**Assigned task:** All of the records listed below should be retyped exactly.

+++ Records for this exercise +++

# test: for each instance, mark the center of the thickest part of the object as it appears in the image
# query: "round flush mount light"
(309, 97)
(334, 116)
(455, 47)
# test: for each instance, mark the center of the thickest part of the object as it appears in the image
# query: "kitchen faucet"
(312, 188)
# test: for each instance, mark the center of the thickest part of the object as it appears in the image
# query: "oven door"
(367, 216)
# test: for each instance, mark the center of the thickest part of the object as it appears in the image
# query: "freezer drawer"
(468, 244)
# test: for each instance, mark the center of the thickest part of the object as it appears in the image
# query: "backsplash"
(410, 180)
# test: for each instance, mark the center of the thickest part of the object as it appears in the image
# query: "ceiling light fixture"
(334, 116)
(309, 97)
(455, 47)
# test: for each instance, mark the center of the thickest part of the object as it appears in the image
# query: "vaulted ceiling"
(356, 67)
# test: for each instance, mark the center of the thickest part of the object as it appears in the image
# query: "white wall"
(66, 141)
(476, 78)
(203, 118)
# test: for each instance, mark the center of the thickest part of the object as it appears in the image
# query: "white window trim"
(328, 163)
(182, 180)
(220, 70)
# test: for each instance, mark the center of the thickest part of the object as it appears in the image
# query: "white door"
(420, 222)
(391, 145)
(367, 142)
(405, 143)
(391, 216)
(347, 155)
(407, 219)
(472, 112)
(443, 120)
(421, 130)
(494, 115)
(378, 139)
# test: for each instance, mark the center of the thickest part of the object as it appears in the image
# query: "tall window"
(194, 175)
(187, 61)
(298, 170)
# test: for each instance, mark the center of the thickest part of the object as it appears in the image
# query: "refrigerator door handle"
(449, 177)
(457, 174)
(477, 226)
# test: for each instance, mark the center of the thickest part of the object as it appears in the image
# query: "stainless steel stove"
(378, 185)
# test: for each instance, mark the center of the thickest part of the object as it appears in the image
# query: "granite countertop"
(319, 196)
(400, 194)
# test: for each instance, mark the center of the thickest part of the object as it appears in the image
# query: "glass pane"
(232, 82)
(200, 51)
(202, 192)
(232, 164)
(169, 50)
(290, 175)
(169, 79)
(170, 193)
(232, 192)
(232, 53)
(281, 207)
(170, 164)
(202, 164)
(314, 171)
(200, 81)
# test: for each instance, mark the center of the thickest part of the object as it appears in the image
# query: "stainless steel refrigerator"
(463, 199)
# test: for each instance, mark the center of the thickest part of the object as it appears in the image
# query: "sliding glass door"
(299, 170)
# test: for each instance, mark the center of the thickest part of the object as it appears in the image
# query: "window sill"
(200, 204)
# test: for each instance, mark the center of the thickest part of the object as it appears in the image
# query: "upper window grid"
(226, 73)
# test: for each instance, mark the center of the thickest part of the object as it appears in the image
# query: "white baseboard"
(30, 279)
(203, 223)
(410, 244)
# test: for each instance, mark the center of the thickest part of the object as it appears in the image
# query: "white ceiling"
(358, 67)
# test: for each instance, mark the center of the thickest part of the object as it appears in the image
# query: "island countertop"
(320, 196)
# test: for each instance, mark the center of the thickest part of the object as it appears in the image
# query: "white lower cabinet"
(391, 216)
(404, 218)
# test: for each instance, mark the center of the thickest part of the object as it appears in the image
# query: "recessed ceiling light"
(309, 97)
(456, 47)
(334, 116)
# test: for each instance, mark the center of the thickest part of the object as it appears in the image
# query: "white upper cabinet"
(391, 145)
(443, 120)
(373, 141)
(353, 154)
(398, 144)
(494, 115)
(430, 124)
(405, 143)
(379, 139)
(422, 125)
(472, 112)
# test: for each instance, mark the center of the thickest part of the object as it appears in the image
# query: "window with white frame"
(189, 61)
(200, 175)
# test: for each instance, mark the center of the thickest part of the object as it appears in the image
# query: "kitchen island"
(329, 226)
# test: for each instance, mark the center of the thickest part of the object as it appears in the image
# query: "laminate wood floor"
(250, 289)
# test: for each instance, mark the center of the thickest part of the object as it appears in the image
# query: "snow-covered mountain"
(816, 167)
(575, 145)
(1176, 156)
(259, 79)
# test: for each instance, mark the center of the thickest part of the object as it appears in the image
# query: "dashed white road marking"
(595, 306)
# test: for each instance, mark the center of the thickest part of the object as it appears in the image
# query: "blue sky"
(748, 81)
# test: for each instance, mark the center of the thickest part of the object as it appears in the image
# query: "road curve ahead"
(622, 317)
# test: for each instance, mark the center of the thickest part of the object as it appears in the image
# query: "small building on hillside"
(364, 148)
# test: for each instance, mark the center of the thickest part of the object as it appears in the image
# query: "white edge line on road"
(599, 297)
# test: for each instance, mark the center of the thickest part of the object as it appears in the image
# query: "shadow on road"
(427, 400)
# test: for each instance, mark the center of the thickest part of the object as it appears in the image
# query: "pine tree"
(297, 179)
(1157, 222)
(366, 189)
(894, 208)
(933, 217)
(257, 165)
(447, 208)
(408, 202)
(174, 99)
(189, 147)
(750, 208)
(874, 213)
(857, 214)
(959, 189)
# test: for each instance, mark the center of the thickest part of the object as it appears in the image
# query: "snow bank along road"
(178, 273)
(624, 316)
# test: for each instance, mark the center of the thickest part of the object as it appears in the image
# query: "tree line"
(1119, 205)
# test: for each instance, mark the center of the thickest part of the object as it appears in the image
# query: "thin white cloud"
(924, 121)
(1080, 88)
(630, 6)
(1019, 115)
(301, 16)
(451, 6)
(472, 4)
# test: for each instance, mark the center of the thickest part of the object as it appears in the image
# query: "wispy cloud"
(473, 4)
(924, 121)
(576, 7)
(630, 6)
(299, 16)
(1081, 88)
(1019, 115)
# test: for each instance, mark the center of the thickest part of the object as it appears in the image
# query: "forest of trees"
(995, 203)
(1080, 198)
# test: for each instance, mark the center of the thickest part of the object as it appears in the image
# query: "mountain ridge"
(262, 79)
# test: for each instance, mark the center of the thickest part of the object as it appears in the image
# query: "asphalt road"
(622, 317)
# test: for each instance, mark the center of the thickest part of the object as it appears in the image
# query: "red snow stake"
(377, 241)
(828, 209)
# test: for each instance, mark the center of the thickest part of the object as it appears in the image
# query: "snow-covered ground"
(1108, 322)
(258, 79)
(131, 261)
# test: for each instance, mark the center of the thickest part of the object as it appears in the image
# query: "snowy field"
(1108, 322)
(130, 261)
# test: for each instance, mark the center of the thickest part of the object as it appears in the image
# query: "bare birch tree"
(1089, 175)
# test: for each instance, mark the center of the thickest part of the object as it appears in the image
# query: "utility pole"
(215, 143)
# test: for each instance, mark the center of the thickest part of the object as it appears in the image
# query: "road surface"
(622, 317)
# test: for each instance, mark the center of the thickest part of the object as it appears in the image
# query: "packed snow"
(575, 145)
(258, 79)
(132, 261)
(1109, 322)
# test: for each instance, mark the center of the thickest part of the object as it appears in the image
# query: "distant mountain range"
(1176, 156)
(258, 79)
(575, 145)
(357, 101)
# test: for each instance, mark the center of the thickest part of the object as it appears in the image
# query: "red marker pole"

+++

**Written reply:**
# test: for each instance, mark the center of the thickest part of the object as it appears in the image
# query: "round flush mount light"
(309, 97)
(334, 116)
(455, 47)
# test: for each instance, mark the center of the thickest part of the object as it appears in the image
# query: "kitchen faucet"
(312, 188)
# test: for each instance, mark the center of the thickest part of the object as it appears in the image
# query: "oven door"
(367, 216)
# test: for each instance, mark the center of the thickest part of the object as it appears in the image
# query: "freezer drawer"
(468, 244)
# test: for each instance, mark the center of the thickest part of the object as it appears in the image
# query: "backsplash"
(410, 180)
# test: for each instance, mark the center of the thickest part of the object as it appears in the image
# query: "ceiling light fixture"
(334, 116)
(309, 97)
(455, 47)
# test: for each instance, mark the center of the thickest part of the object as it appears in the image
# query: "vaulted ceiling"
(356, 67)
# test: for each instance, mark the center of the thickest part of the object as it appears in the image
# query: "white wall"
(66, 141)
(476, 78)
(203, 118)
# test: for each instance, mark the center of the thickest part of the object as it appears in the image
# query: "white window trim"
(328, 163)
(182, 180)
(220, 70)
# test: for each instance, mark the center of the thickest part of the object as it appears in the image
# query: "white door"
(420, 222)
(391, 145)
(367, 142)
(405, 143)
(391, 216)
(347, 155)
(407, 219)
(472, 112)
(443, 120)
(421, 130)
(494, 115)
(378, 139)
# test: for each instance, mark the center of the thickest part of the object as it appears in the image
# query: "tall window"
(194, 175)
(187, 61)
(298, 170)
# test: for each instance, mark the center of the thickest part of the object as it appears in the image
# query: "refrigerator door handle"
(449, 177)
(457, 174)
(477, 226)
# test: for each instance, mark the center of the thickest part of the object as it appears in the image
# query: "stainless steel stove"
(378, 185)
# test: for each instance, mark the center of the thickest part of the object as it appears in the image
# query: "granite countertop"
(319, 196)
(400, 194)
# test: for each instance, mark the center of the thickest part of the object as it appears in the image
# query: "glass pane"
(232, 82)
(200, 51)
(202, 192)
(232, 164)
(169, 50)
(290, 175)
(169, 79)
(170, 193)
(232, 192)
(232, 53)
(281, 207)
(170, 164)
(202, 164)
(314, 171)
(200, 81)
# test: for each instance, mark the center of the thickest part of the object as it appears in the image
# query: "stainless steel refrigerator"
(463, 199)
# test: for each instance, mark the center of the thickest part of the object as it appears in the image
# query: "sliding glass door"
(299, 170)
# test: for each instance, mark the center of the thickest part of the object as it appears in the image
# query: "window sill"
(200, 204)
# test: for each instance, mark the center of the thickest part of the object as it appears in the image
# query: "upper window grid"
(226, 73)
# test: for each instance, mark the center of the thickest part of the object as it appears in the image
# query: "white baseboard"
(30, 279)
(203, 223)
(410, 244)
# test: for each instance, mark the center of the thickest part of the object as it appears in the image
# query: "white ceiling"
(358, 67)
# test: for each instance, mark the center of the thickest part of the object as it appears in the image
# query: "island countertop"
(320, 196)
# test: for each instance, mark the center of the thickest part of the object as it appears in the image
# query: "white lower cabinet"
(391, 216)
(404, 218)
# test: for each instance, mark the center of the thickest part of the object as it appears in the image
# query: "recessed ceiling light"
(309, 97)
(456, 47)
(334, 116)
# test: for each instance, mark the center of the thickest part of the object as it appears in the image
# query: "white upper cabinet"
(391, 145)
(443, 120)
(373, 141)
(353, 154)
(398, 144)
(494, 115)
(430, 124)
(405, 143)
(379, 139)
(422, 125)
(472, 112)
# test: for each instance, mark the center of the thickest part of the object as it appears in the image
# query: "window with white frame"
(189, 61)
(200, 175)
# test: for each instance, mark the center of the thickest part of the object as it appears in the image
# query: "kitchen island"
(329, 226)
# test: for each instance, mark the center of the thickest part of the object as it appears in the image
# query: "laminate wood floor"
(250, 289)
# test: for each instance, mark the center of the thickest part of the object as it appears in the image
# query: "snow-covered mountain"
(816, 167)
(575, 145)
(1176, 156)
(259, 79)
# test: for each instance, mark the center of the thickest part of the object as it appears in the image
# query: "dashed white road marking"
(595, 306)
# test: for each instance, mark the center of the thickest part of the object as it appears in the image
# query: "blue sky"
(748, 81)
# test: for each instance, mark the center of the thickest part of the object as it appears in the image
# query: "road curve ahead"
(622, 317)
# test: for each instance, mark the center of the thickest part of the object as it appears in the image
# query: "small building on hillside"
(364, 148)
# test: for each instance, mark the center of the thickest part of the object as it appears in the image
# query: "white edge line on road"
(599, 297)
# test: for each instance, mark the center of the thickest part of the object as it appears in the image
# query: "shadow on road"
(427, 400)
# test: for each instance, mark the center of the thickest part of the object as it appears in the image
# query: "pine tree"
(297, 179)
(1157, 222)
(366, 189)
(894, 208)
(933, 217)
(257, 165)
(447, 208)
(408, 202)
(174, 99)
(189, 147)
(750, 208)
(874, 213)
(857, 214)
(959, 189)
# test: for each instance, mark the center of the thickest part of the object as it appears in the image
# query: "snow bank along road"
(178, 273)
(624, 316)
# test: for each instance, mark the center of the thickest part of the object as it appears in the image
# query: "tree line"
(1119, 205)
# test: for each instance, mark the center of the thickest part of the object as it appears in the image
# query: "thin white cloud"
(924, 121)
(1080, 88)
(630, 6)
(1019, 115)
(301, 16)
(451, 6)
(472, 4)
# test: for each instance, mark the center of the thickest part of the object as it appears in the image
# query: "wispy cloud"
(473, 4)
(924, 121)
(576, 7)
(630, 6)
(299, 16)
(1081, 88)
(1019, 115)
# test: for each instance, mark the center of the thickest part of the object as it appears in the image
# query: "forest of trees"
(995, 203)
(1080, 198)
# test: for each instance, mark the center of the thickest part of the object as it appears in the image
# query: "mountain ridge"
(262, 79)
# test: for each instance, mark the center of the thickest part of the object as it appears in the image
# query: "asphalt road"
(622, 317)
# test: for each instance, mark the center of the thickest part of the object as it appears in the image
# query: "red snow stake"
(377, 241)
(828, 209)
# test: for each instance, mark the center of the thickest part of the object as it appears in the image
# query: "snow-covered ground"
(1108, 322)
(258, 79)
(131, 261)
# test: for each instance, mark the center of the thickest part of the object as it appears in the image
# query: "snowy field"
(1108, 322)
(130, 261)
# test: for each instance, mark the center of the thickest part of the object as it appears in the image
# query: "bare birch tree"
(1089, 175)
# test: for each instance, mark the center of the thickest part of the object as it appears in the image
# query: "utility pole"
(215, 143)
# test: for each instance, mark the center of the thickest part of the object as it appears in the image
# query: "road surface"
(622, 317)
# test: for each instance, mark the center of the thickest part of the object as it appears in the image
# query: "packed snow"
(575, 145)
(258, 79)
(132, 261)
(1109, 322)
# test: for each instance, mark the center of the thickest part of the object as it appears in the image
# query: "distant mountain range"
(1176, 156)
(258, 79)
(575, 145)
(357, 101)
# test: for each instance, mark the center of the thickest part of the object as it appears in the image
# query: "red marker pole"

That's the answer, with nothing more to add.